DATA PROVIDED START
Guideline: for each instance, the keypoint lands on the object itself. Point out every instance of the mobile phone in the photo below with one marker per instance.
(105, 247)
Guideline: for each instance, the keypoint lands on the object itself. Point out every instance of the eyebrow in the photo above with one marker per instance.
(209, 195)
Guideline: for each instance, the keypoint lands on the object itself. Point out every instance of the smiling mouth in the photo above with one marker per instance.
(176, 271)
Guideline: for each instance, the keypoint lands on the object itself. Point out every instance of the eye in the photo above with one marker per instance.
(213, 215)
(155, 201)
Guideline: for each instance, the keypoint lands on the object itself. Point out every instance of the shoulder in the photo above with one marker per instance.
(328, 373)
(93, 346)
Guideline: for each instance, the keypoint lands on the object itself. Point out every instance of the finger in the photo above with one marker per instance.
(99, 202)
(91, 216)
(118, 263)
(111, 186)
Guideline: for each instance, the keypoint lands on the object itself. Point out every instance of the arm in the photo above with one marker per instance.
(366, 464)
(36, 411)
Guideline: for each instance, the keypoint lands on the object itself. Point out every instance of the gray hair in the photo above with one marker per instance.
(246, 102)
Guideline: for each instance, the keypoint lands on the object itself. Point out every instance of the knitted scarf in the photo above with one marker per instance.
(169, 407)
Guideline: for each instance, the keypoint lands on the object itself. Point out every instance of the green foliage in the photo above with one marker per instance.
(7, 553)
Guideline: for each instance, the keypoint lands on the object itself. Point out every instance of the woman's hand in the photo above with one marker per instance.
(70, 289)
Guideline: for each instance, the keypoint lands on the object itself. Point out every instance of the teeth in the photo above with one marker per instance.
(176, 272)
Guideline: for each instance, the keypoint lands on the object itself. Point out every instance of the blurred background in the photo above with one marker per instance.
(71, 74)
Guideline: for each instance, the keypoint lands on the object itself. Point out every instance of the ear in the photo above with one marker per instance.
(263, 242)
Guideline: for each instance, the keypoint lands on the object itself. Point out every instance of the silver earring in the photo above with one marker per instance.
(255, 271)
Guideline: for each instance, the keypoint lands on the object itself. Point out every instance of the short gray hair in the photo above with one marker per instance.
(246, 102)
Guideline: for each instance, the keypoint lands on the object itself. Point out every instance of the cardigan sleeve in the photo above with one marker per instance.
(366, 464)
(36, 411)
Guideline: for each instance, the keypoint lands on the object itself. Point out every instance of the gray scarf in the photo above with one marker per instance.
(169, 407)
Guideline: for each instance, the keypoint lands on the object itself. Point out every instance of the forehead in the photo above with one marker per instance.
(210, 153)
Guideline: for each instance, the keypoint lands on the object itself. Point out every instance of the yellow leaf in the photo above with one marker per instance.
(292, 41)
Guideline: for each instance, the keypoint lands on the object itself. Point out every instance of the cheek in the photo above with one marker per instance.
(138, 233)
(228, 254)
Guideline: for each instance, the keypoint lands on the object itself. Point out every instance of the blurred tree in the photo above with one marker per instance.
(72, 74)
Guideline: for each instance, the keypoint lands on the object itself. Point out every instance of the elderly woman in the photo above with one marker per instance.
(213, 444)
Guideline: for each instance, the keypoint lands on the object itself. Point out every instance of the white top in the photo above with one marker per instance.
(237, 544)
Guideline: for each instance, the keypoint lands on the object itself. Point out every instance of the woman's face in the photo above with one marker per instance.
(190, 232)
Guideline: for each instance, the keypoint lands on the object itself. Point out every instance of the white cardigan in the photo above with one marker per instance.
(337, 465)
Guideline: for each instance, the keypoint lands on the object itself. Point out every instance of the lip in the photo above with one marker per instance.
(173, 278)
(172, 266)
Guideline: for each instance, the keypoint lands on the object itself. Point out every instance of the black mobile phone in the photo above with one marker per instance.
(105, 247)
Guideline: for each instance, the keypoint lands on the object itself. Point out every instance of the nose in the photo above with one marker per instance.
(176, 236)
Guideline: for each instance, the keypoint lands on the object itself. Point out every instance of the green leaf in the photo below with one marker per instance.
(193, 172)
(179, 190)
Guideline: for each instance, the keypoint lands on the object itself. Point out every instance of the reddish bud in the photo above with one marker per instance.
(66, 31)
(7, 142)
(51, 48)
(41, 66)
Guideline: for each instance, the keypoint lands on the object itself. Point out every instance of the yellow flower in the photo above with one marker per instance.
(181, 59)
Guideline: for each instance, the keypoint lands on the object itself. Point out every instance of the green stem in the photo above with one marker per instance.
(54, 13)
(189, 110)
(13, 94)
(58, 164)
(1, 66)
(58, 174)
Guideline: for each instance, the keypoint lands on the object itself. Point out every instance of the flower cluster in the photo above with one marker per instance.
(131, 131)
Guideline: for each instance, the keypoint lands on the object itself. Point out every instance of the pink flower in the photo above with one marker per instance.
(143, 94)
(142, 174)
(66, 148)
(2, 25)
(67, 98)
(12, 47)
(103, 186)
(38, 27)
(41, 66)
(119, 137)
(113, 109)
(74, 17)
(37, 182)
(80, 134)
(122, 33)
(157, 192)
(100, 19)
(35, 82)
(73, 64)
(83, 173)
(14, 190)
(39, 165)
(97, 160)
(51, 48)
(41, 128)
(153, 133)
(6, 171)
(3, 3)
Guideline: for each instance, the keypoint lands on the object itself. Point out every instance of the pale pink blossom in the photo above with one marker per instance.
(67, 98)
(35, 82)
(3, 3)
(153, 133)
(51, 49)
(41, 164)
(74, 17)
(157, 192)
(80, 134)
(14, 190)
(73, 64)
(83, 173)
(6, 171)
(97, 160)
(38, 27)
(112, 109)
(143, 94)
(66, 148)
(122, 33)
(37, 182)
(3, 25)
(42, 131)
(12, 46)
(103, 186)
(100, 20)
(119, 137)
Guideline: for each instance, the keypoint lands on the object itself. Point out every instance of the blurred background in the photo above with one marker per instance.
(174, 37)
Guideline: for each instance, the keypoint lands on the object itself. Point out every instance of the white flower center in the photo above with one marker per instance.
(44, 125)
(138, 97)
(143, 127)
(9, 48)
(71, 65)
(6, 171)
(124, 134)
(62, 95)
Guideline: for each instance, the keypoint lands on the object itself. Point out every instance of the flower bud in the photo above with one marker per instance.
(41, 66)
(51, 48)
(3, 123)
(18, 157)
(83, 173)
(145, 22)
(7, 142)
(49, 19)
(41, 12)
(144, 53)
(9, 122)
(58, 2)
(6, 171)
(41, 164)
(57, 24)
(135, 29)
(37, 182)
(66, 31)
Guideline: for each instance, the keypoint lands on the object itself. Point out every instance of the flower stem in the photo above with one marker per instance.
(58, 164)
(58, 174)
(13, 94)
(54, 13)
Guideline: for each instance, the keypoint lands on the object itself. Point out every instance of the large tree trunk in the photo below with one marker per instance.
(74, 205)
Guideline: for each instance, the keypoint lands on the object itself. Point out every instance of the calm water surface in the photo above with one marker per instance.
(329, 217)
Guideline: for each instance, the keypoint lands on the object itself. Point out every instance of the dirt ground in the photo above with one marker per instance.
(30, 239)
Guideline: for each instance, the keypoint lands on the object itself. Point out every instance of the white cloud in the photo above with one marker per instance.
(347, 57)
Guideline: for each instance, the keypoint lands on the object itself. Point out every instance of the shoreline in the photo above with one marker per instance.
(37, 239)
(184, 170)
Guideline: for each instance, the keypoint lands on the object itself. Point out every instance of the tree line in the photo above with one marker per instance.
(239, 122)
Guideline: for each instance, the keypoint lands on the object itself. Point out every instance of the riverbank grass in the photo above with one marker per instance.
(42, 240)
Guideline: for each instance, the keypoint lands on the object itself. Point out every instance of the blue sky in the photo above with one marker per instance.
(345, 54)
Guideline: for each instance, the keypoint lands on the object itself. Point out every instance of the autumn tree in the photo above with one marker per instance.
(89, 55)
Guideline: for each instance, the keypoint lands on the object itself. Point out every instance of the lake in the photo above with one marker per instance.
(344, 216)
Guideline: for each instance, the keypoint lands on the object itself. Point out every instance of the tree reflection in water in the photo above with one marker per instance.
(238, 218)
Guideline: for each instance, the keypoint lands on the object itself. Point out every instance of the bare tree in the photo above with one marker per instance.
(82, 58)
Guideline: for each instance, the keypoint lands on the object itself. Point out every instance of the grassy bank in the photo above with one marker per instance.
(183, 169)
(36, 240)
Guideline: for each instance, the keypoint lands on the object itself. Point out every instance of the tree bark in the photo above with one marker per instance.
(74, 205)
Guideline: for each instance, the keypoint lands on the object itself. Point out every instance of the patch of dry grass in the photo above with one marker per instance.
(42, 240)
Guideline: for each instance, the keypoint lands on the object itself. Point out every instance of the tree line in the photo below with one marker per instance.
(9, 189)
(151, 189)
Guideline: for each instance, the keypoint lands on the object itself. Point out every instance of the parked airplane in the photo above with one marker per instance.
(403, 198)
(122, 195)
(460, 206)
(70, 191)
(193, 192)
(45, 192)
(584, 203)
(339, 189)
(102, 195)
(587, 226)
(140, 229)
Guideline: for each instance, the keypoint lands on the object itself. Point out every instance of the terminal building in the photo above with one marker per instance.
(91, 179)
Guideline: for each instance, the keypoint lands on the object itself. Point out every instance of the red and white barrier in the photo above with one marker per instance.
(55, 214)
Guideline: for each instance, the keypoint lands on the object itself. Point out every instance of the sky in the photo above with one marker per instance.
DATA PROVIDED END
### PROBLEM DETAILS
Reproduce the lines from the one with "the tree bark" to the end of the data exactly, leaving out every earlier line.

### ANSWER TO THIS EXERCISE
Guideline: for each instance, the keypoint lands on the object itself. Point out every instance of the tree bark in the photo above with one marker per instance.
(74, 205)
Guideline: for each instance, the keypoint lands on the object itself. Point out every instance of the patch of dry grass in the photo above with one marker per instance.
(42, 240)
Guideline: for each instance, the keypoint lands on the object itself. Point out every instance of the tree line in the photo below with one marker per instance.
(9, 189)
(151, 189)
Guideline: for each instance, the keypoint lands on the object itself. Point out every instance of the parked airplane in the photo above with one marker per instance.
(403, 198)
(122, 195)
(460, 206)
(70, 191)
(193, 192)
(45, 192)
(584, 203)
(339, 189)
(102, 195)
(587, 226)
(140, 229)
Guideline: for each instance, the keypoint lands on the object itself. Point out every instance of the terminal building in the photo above with one marker per instance.
(91, 179)
Guideline: for each instance, the keypoint lands on the object itself. Point out every instance of the red and white barrier in the photo above with one marker per instance.
(55, 214)
Guideline: for each instance, the keypoint lands on the object itself. Point out every instance of the sky in the photo above with one marker per instance.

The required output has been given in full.